Record excerpts: Begin

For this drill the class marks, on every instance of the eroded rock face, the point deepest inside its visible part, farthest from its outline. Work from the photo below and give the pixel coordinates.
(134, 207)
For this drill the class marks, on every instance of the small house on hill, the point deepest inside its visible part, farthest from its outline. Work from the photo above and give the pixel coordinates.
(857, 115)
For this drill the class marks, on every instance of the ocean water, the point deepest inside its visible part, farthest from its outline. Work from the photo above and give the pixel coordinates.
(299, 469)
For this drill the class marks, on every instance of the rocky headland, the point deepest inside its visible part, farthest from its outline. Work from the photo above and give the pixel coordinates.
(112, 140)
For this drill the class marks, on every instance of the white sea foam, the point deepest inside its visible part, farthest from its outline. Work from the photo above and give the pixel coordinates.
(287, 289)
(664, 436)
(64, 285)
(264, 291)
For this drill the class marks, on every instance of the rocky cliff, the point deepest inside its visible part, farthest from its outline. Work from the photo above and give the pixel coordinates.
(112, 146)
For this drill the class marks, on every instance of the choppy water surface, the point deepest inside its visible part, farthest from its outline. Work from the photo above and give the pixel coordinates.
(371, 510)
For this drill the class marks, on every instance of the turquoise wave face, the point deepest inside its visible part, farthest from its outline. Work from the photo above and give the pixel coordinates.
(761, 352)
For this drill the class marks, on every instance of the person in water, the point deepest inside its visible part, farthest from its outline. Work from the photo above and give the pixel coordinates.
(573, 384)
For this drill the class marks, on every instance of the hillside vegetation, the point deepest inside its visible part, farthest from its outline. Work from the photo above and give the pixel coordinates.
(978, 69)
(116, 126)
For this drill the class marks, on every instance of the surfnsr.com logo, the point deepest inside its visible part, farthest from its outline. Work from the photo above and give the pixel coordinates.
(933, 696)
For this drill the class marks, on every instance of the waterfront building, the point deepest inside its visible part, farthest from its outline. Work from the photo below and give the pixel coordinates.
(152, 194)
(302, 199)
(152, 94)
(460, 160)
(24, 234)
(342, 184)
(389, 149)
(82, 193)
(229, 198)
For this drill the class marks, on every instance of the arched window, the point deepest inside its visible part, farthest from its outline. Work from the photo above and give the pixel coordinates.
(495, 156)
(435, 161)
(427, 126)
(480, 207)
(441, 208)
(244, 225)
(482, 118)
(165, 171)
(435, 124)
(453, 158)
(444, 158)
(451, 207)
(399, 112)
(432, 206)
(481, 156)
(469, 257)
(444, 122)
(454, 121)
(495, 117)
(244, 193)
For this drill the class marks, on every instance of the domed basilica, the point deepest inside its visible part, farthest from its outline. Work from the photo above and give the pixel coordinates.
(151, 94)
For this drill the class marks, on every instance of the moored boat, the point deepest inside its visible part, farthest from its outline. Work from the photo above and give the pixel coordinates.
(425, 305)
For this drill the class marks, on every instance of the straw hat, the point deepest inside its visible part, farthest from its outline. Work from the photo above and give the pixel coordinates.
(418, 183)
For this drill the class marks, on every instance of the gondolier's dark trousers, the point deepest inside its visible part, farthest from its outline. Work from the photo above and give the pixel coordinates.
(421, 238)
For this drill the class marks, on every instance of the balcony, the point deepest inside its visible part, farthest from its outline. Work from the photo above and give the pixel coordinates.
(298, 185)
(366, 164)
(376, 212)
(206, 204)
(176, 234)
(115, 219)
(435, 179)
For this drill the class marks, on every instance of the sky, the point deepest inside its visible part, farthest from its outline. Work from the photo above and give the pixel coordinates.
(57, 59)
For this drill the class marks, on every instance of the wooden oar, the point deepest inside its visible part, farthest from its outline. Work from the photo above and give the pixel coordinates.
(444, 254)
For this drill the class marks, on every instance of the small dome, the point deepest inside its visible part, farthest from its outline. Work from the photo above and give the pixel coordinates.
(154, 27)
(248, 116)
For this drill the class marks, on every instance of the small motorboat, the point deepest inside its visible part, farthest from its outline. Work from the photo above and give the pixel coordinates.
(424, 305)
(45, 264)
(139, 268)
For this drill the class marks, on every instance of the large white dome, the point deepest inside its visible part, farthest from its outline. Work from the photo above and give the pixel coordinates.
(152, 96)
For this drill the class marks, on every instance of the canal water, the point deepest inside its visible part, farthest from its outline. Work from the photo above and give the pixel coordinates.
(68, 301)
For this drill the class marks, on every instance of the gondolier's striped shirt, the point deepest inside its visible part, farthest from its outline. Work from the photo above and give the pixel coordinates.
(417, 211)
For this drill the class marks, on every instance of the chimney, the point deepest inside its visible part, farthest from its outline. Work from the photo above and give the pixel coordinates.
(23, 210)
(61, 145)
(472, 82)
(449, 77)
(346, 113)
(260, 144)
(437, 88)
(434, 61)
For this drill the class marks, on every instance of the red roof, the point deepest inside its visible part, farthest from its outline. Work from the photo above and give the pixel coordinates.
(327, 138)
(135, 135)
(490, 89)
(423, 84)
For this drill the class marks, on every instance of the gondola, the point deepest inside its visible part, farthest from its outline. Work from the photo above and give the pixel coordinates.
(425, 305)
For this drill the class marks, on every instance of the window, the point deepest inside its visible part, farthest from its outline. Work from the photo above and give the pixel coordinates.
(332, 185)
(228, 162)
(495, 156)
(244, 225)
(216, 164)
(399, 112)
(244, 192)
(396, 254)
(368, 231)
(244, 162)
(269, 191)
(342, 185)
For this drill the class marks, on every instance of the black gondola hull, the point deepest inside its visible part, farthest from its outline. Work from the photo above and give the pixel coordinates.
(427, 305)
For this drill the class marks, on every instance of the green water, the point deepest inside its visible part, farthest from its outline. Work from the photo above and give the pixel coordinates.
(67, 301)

Record excerpts: End

▶ **Task goal**
The response has to contain every record shown above, unaltered and complete.

▶ **Output below**
For this drill the class marks, on every instance of the eroded rock face, the point deepest inside its visible part, farthest from its outline. Work from the photo below and give the pixel coordinates.
(134, 207)
For this drill the class marks, on every instance of the small house on hill, the point deepest inside its visible part, farthest from its outline. Work from the photo above and give the pixel coordinates.
(857, 115)
For this drill the class marks, on every instance of the ocean water, the point deepest inside its visible part, farthest from its outline. Work from the photo above and give the pixel coordinates.
(299, 469)
For this drill the class marks, on every instance of the rocky headland, the point deepest inside its visible part, farthest from its outline. Work from the photo above and give the pixel coordinates.
(112, 140)
For this drill the class marks, on every instance of the white sea foam, the point deepest inside its visible part, farthest from its outline. Work from the photo above and give the pixel coordinates.
(287, 289)
(664, 436)
(64, 285)
(264, 291)
For this drill the class marks, on every instance of the rocky cliff, the point deepest inside its visible part, farthest from its outline. Work from the photo above and give the pixel coordinates.
(112, 146)
For this drill the class marks, on every instance of the choppy water surface, the point deepest inside its visible part, farthest from its outline. Work from the photo above and give the pixel coordinates.
(371, 510)
For this drill the class marks, on every instance of the turquoise wave face, the point deepest inside its visible part, farthest from its outline. Work from the photo above and give the pixel coordinates.
(761, 352)
For this drill the class marks, on every instance of the person in water, the point deepest inside its visible part, farthest from its outline. Work from the photo above and give the pixel coordinates.
(573, 384)
For this drill the class marks, on every instance of the hillside vegetation, the point deepest inside its visible part, farthest from its outline. Work from the photo above and give the pixel coordinates.
(978, 69)
(116, 126)
For this drill the class marks, on every instance of the surfnsr.com logo, the point deepest inside its visible part, farthest from its outline. Work from the photo above and give the pixel coordinates.
(933, 696)
For this drill the class marks, on every instance of the waterfront building, the point deepest inside its visible part, farthest from its outline. Work from the photo below and give the pixel coordinates.
(152, 194)
(302, 199)
(152, 94)
(460, 160)
(24, 234)
(342, 184)
(389, 149)
(82, 193)
(229, 198)
For this drill the class marks, on every instance of the arched window, the point deepest inside its visible part, farthest from its outline. Work from the photo above and give the pixel coordinates.
(495, 156)
(435, 161)
(427, 126)
(480, 207)
(441, 208)
(244, 225)
(482, 118)
(165, 171)
(435, 124)
(453, 158)
(444, 158)
(451, 207)
(399, 112)
(432, 206)
(481, 156)
(469, 257)
(444, 122)
(454, 121)
(495, 117)
(244, 193)
For this drill the class marks, on every instance of the domed basilica, the point deepest inside its visible part, farthest from its outline. Work from the photo above and give the pixel coordinates.
(151, 94)
For this drill the class marks, on every instance of the moored boat, the point deepest inside its visible part, farthest from its outline. Work from the photo above and give the pixel coordinates.
(425, 305)
For this drill the class marks, on every instance of the straw hat, the point deepest inside its visible part, farthest from its outline. Work from the photo above and give the pixel coordinates.
(418, 183)
For this drill the class marks, on every instance of the gondolier's dark trousers, the point deepest inside its visible part, farthest from its outline. Work from the photo above and give the pixel coordinates.
(421, 238)
For this drill the class marks, on every instance of the balcony, the point deepest inside its visible part, farthest from its outline. Work from the photo above and give the pixel coordinates.
(298, 185)
(366, 164)
(376, 212)
(206, 204)
(176, 234)
(115, 219)
(435, 179)
For this drill the class marks, on every instance of the sky, the point deepest inside its visible part, farthest from its outline. Work from the photo above and give the pixel coordinates.
(57, 59)
For this drill the class marks, on every instance of the wooden oar, the point deepest inside its visible part, farthest from its outline. Work from the photo above and give the pixel coordinates.
(444, 254)
For this drill the class marks, on every instance of the small dome, the point deepest inside its visible part, farthest from its outline. Work from the photo above and give the pixel coordinates.
(154, 27)
(248, 116)
For this drill the class marks, on every instance of the small motorboat, the point deepest inside its visible part, farthest from its outline. Work from the photo above and give the pixel coordinates.
(424, 305)
(45, 264)
(139, 268)
For this drill the class marks, on every instance of the large white dome, the point deepest inside its visible part, farthest from its outline. Work from the photo above and give the pixel coordinates.
(152, 96)
For this drill the class marks, on every instance of the canal water, the point deepest inside its visible part, farthest from its outline. Work from the photo above and give the pixel coordinates.
(68, 301)
For this drill the class marks, on every instance of the gondolier's striped shirt, the point deepest inside its visible part, farthest from its outline. Work from the photo above and give the pixel coordinates.
(417, 211)
For this drill the class marks, on every instance of the chimney, the point deepest inside its visible part, farthest from its outline. Work from the photo above and give the pixel coordinates.
(23, 210)
(61, 145)
(472, 82)
(449, 77)
(346, 113)
(260, 144)
(437, 88)
(434, 61)
For this drill the class marks, on every instance of the red roof, the point deepest inside its visible part, farthest from its outline. Work from the photo above and give the pixel coordinates.
(327, 138)
(135, 135)
(490, 89)
(423, 84)
For this drill the class marks, on every instance of the gondola, the point deepest inside its visible part, farthest from its outline. Work from the photo above and give the pixel coordinates.
(425, 305)
For this drill the class marks, on every instance of the window, the point deepest inside its visible part, farthest from its outline. Work from the photo above and give the pixel coordinates.
(332, 185)
(228, 162)
(495, 156)
(244, 225)
(216, 164)
(399, 112)
(244, 192)
(396, 254)
(368, 231)
(244, 162)
(269, 191)
(342, 185)
For this drill the class marks, on every instance of the black gondola hull, the point deepest inside its visible part, farthest from its outline. Work from the photo above and give the pixel coordinates.
(427, 305)
For this drill the class marks, on every instance of the green water, the point deepest inside its visible part, farthest from its outline. Work from the photo above and give the pixel coordinates.
(67, 301)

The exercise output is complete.